### Excerpt to read
==*==

While the relationship between the U.S. and China has strained recently over territorial disputes in the South China Sea, the U.S. Navy announced Wednesday that it has begun training drills with a different nation with ties to the region — Vietnam, reports Stars and Stripes.

The littoral combat ship Coronado and the safeguard-class salvage ship Salvor arrived in Cam Ranh International Port, Vietnam, on July 5 to take part in the eighth annual Naval Engagement Activity Vietnam, according to a Navy release.

Map of Cam Ranh, Vietnam and the South China Sea region.

Map of Cam Ranh, Vietnam and the South China Sea region.
Photo Credit: John Bretschneider/Staff

 
The joint training will last five days and will focus on ship handling, medical evacuations and how to handle unplanned encounters at sea, according to the Navy release.

"The United States values our comprehensive partnership with Vietnam and we look forward to deepening our relationship and people-to-people ties through engagements like NEA," said Rear Adm. Don Gabrielson, commander, Task Force 73, in the Navy release.

The annual training exercise comes just two days after China accused the U.S. of acting "provocatively" in the South China Sea. On July 3, the U.S. sent a guided-missile destroyer to sail within 12 nautical miles of Triton Island, which is claimed by China, Taiwan and Vietnam. The Chinese government saw the act as infringing on its authority.

==*==

(Phrase grounding data)
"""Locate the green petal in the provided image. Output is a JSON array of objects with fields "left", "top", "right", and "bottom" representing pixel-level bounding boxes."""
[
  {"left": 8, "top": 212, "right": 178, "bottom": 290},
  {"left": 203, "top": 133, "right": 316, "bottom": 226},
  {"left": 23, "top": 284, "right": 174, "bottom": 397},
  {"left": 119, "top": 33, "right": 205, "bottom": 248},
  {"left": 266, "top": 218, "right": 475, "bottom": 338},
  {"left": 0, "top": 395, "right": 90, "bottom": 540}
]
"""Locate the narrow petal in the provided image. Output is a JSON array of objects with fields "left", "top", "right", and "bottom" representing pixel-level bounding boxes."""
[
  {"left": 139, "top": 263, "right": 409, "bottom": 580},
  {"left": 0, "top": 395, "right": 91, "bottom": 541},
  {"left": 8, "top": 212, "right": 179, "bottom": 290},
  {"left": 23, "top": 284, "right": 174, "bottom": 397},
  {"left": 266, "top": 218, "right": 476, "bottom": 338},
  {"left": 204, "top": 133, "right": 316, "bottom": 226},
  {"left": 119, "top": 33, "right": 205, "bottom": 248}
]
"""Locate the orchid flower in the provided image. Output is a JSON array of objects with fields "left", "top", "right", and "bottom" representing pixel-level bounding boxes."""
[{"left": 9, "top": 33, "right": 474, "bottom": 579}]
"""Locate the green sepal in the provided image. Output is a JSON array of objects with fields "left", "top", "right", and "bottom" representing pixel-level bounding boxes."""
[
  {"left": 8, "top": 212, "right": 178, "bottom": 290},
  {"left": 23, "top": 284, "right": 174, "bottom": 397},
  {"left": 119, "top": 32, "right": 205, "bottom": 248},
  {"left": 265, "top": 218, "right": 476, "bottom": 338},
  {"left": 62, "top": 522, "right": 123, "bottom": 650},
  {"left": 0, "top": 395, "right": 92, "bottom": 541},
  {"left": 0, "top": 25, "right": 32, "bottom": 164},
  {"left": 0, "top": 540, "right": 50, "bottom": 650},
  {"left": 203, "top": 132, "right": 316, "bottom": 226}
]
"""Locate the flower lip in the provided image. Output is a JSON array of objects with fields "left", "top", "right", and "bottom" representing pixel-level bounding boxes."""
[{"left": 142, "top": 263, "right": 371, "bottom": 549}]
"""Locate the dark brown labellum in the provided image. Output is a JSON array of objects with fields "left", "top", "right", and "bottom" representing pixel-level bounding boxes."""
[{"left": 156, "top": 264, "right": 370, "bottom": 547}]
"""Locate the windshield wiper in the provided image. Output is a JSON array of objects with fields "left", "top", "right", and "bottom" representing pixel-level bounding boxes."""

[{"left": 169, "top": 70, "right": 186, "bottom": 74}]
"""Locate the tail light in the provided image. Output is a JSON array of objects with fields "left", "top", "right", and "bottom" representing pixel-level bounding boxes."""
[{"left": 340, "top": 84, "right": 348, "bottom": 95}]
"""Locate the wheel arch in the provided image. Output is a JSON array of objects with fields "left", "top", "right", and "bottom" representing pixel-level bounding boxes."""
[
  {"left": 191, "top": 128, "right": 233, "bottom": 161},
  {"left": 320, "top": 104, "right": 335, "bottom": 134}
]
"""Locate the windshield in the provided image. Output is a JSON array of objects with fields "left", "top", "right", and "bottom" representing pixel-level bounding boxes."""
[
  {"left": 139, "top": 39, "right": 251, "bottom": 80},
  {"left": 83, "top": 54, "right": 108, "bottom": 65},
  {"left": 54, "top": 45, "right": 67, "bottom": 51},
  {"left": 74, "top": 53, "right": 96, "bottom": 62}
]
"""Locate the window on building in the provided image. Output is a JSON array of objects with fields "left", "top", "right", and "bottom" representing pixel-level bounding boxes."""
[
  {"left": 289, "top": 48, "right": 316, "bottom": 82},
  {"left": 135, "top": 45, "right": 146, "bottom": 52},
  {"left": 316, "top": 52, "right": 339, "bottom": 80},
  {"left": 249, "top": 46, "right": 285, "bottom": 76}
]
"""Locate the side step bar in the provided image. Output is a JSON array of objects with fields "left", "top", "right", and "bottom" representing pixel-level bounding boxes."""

==*==

### About this exercise
Rewrite the article on the U.S. Navy drills with Vietnam from "The joint training" to "on its authority.", putting "Navy statement" wherever "Navy release" appears.

### Exercise solution
The joint training will last five days and will focus on ship handling, medical evacuations and how to handle unplanned encounters at sea, according to the Navy statement.

"The United States values our comprehensive partnership with Vietnam and we look forward to deepening our relationship and people-to-people ties through engagements like NEA," said Rear Adm. Don Gabrielson, commander, Task Force 73, in the Navy statement.

The annual training exercise comes just two days after China accused the U.S. of acting "provocatively" in the South China Sea. On July 3, the U.S. sent a guided-missile destroyer to sail within 12 nautical miles of Triton Island, which is claimed by China, Taiwan and Vietnam. The Chinese government saw the act as infringing on its authority.